> EXTRAIT FOURNI
Ensuite, la piètre qualité de l’enseignement en ligne est un poids qui pèse lourd dans la balance des inconvénients d’une inscription aux études à l’automne prochain. Si l’ensemble des étudiants universitaires québécois ne sont pas inscrits à la TÉLUQ, c’est qu’on reconnaît encore des qualités fondamentales à l’enseignement en présentiel, soit la qualité des échanges entre professeurs et étudiant.e.s dans les salles de classe et l’atout qu’est l’expérience sociale sur le campus. Contrairement aux auteurs du cocasse « Manifeste contre le dogmatisme universitaire (4 )» (dont je recommande fortement la lecture, juste pour rigoler), j’accorde valeur et pertinence aux entretiens et débats qui ont lieu en classe, et je suis convaincue que ce sont ceux-ci qui distinguent la simple obtention d’un diplôme d’une véritable éducation.

Je me méfie de la complaisance de l’UdeM face à leur décision d’organiser la session d’automne le plus possible en ligne, une décision qui me semble, soit dit en passant, prématurée. Je ressens même un certain malaise à l’idée que l’administration met en jeu la qualité de notre éducation pour des raisons qui s’apparentent à des causes économiques, camouflées sous le mirage des bonnes intentions. Comme si elle se permettait de renflouer les coffres en chargeant autant de frais aux étudiants et en dépensant peu dans des services qui seront, de toute manière, inaccessibles. L’Université de Sherbrooke reconnaît la pertinence de l’enseignement en présentiel. Conséquemment, elle se prépare à une rentrée adaptée aux recommandations de la Santé publique tout en espérant pouvoir recevoir le plus grand nombre d’étudiant.e.s sur le Campus grâce à des mesures comme le réaménageant des lieux (5). Pour sa part, l’Université de Montréal me donne l’impression d’avoir baissé les bras. Bien que je puisse concevoir les divergences des réalités respectives aux deux universités (gravité de la situation dans la métropole, complexité de respecter les mesures dans les transports en commun, importance de la masse étudiante montréalaise, etc.), la philosophie de l’UdeM est contraire aux indications du Ministre de l’Éducation, Jean-François Roberge, pour qui l’idée d'une session complètement virtuelle n’est pas une option envisageable6.

> TÂCHES À ACCOMPLIR
a – D'après l'extrait sur l'enseignement en ligne, quelle université se prépare à une rentrée adaptée aux recommandations de la Santé publique ?
b – Reproduisez sans modification le passage de l'extrait sur l'enseignement en ligne allant de « Ensuite, la piètre » à « d’une véritable éducation. ».

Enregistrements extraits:

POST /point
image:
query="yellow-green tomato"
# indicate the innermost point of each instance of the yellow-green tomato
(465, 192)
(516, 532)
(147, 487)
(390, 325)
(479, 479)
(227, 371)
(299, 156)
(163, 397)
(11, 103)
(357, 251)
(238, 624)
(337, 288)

> RÉPONSES ATTENDUES
a – L'Université de Sherbrooke.

b –
Ensuite, la piètre qualité de l’enseignement en ligne est un poids qui pèse lourd dans la balance des inconvénients d’une inscription aux études à l’automne prochain. Si l’ensemble des étudiants universitaires québécois ne sont pas inscrits à la TÉLUQ, c’est qu’on reconnaît encore des qualités fondamentales à l’enseignement en présentiel, soit la qualité des échanges entre professeurs et étudiant.e.s dans les salles de classe et l’atout qu’est l’expérience sociale sur le campus. Contrairement aux auteurs du cocasse « Manifeste contre le dogmatisme universitaire (4 )» (dont je recommande fortement la lecture, juste pour rigoler), j’accorde valeur et pertinence aux entretiens et débats qui ont lieu en classe, et je suis convaincue que ce sont ceux-ci qui distinguent la simple obtention d’un diplôme d’une véritable éducation.